Segment Open
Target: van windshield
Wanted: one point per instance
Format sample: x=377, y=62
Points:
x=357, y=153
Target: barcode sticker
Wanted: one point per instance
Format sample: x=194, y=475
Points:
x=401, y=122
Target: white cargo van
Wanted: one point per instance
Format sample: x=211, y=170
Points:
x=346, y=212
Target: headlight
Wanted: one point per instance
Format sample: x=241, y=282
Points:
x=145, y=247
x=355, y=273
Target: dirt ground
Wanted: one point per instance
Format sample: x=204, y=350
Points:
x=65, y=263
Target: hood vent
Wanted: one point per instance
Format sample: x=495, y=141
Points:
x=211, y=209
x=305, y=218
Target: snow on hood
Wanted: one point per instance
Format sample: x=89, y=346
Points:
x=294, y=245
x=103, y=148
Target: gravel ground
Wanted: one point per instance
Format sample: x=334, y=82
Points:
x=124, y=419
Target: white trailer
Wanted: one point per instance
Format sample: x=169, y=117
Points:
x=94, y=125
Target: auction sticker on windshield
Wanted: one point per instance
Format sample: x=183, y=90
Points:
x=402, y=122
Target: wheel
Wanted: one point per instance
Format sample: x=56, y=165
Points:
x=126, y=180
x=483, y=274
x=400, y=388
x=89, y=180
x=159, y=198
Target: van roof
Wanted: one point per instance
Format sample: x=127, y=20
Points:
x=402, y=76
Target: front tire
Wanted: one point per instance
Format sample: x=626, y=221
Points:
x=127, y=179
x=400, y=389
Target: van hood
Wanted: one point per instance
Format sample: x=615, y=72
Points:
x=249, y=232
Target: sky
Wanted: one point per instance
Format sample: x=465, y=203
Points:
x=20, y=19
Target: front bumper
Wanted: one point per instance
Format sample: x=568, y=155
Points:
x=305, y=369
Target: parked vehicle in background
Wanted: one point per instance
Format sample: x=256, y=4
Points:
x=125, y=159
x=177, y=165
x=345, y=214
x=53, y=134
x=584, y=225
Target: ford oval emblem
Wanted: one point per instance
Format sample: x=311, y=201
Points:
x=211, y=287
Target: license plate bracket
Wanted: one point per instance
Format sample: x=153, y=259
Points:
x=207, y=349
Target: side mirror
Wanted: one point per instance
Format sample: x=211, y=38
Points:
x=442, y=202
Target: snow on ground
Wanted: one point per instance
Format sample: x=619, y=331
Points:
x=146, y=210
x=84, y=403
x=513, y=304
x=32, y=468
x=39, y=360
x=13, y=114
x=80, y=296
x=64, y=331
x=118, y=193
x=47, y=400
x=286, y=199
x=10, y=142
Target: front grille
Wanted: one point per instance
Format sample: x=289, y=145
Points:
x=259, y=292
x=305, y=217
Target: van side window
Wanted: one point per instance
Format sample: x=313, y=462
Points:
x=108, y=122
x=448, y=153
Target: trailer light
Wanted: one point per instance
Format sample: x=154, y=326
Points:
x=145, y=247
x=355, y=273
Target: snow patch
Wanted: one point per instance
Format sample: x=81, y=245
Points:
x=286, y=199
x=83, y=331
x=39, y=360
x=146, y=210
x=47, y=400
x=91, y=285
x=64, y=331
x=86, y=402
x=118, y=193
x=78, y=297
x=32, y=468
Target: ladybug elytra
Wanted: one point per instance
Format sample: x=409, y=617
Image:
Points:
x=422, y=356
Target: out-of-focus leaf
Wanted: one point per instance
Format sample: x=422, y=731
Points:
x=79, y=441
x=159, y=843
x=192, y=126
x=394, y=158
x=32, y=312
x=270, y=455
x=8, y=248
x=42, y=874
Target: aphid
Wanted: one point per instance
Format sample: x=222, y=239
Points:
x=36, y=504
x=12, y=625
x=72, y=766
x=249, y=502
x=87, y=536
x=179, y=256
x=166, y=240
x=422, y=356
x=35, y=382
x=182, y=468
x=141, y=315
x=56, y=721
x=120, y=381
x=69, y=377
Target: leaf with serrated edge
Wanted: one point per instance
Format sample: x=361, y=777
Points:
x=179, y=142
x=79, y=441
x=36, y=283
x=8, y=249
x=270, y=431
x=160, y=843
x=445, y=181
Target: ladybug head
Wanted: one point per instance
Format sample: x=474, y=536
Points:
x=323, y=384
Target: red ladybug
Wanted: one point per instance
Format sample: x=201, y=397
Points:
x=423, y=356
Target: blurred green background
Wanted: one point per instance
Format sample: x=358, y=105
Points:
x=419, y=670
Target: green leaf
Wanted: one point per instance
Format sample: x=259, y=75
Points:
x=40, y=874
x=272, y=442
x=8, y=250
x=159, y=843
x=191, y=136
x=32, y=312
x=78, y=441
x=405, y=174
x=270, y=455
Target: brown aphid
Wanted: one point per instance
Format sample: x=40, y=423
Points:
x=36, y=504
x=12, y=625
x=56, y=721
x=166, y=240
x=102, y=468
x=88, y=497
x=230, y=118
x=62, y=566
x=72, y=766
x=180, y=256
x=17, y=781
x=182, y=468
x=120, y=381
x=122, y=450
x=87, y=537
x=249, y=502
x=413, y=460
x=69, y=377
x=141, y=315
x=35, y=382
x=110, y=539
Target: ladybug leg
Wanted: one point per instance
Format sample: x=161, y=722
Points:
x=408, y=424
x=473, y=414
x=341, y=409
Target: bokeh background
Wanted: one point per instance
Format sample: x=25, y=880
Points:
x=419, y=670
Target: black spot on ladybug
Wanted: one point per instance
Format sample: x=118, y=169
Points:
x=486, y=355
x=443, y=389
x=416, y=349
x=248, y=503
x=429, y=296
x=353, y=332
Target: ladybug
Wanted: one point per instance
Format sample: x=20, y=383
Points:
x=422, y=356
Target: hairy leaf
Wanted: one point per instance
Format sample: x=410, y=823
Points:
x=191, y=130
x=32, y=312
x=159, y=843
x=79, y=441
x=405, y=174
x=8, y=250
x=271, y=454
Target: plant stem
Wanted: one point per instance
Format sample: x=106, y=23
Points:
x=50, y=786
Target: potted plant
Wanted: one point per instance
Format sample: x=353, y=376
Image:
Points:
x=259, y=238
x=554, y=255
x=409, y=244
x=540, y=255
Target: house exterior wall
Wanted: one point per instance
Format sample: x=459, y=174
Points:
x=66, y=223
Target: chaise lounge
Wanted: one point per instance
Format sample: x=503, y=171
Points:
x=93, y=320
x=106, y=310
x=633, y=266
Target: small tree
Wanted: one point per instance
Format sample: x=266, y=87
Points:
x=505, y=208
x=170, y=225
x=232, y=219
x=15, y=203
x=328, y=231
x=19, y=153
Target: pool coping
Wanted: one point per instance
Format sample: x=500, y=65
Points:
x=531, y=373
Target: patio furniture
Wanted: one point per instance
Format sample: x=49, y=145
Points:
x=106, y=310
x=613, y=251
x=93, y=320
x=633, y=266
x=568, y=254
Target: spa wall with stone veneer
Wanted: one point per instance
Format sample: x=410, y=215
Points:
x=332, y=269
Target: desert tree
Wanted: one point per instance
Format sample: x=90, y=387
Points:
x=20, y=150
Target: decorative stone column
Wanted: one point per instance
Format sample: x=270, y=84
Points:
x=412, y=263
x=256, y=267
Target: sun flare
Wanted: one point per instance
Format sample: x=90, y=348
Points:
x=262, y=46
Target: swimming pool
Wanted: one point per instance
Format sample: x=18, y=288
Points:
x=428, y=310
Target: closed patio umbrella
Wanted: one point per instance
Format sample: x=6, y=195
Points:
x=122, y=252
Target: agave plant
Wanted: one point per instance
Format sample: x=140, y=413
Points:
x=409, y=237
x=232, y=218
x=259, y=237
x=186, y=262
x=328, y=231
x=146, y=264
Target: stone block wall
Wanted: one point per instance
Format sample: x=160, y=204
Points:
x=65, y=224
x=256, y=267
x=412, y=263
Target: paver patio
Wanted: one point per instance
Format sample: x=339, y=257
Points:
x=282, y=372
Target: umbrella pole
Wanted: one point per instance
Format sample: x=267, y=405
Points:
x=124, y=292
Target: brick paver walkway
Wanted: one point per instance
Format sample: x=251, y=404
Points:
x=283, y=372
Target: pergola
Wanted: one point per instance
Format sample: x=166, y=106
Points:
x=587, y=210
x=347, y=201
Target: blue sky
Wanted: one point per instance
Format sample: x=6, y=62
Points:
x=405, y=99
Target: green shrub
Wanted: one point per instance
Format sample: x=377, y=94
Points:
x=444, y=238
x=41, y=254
Segment Closed
**ACTIVITY**. Final part of the records: return the line that contains "Target: stone block wall" and every line after it, exactly, with no other lines added.

**RESULT OF THIS TASK**.
Target: stone block wall
Wanted: one point per instance
Format sample: x=160, y=204
Points:
x=65, y=224
x=256, y=267
x=412, y=263
Target: paver patio
Wanted: one point per instance
Format sample: x=339, y=257
Points:
x=282, y=372
Target: umbrella pole
Wanted: one point per instance
Format sample: x=267, y=405
Points:
x=124, y=292
Target: brick paver walkway
Wanted: one point per instance
Format sample: x=251, y=404
Points:
x=283, y=372
Target: pergola
Wanted: one point per instance
Format sample: x=166, y=106
Points:
x=587, y=210
x=347, y=201
Target: blue sky
Wanted: one point per instance
Format sample: x=6, y=62
Points:
x=405, y=99
Target: green shrub
Wanted: one point per instance
Format sample: x=377, y=94
Points:
x=444, y=238
x=41, y=254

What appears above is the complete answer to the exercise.